━━━ MATERIAL PROVIDED
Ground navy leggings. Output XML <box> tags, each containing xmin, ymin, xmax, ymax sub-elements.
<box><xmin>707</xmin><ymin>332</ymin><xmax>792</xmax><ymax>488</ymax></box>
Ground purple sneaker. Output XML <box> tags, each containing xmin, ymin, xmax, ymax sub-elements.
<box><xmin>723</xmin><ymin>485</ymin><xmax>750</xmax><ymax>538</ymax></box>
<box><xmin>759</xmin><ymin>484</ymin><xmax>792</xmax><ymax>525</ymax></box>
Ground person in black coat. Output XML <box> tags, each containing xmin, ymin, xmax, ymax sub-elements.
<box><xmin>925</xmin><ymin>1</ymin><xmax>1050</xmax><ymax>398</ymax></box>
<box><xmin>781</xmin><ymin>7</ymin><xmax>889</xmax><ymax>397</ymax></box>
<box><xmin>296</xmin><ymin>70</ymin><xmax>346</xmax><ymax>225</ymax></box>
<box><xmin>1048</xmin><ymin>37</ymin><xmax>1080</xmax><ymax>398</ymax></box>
━━━━━━
- **TRY IT**: Copy the data exactly as it was presented.

- **TASK RESULT**:
Ground navy leggings. Output XML <box> tags, each containing xmin, ymin, xmax, ymax sub-elements.
<box><xmin>707</xmin><ymin>332</ymin><xmax>792</xmax><ymax>488</ymax></box>
Ground purple sneaker. Output XML <box> tags, each containing xmin, ymin, xmax, ymax sub-elements.
<box><xmin>723</xmin><ymin>485</ymin><xmax>750</xmax><ymax>538</ymax></box>
<box><xmin>759</xmin><ymin>484</ymin><xmax>792</xmax><ymax>525</ymax></box>
Ground person in black coat. Output XML <box> tags, each containing xmin, ymin, xmax, ymax sub-elements.
<box><xmin>925</xmin><ymin>1</ymin><xmax>1050</xmax><ymax>398</ymax></box>
<box><xmin>781</xmin><ymin>7</ymin><xmax>889</xmax><ymax>397</ymax></box>
<box><xmin>296</xmin><ymin>70</ymin><xmax>346</xmax><ymax>225</ymax></box>
<box><xmin>1048</xmin><ymin>37</ymin><xmax>1080</xmax><ymax>398</ymax></box>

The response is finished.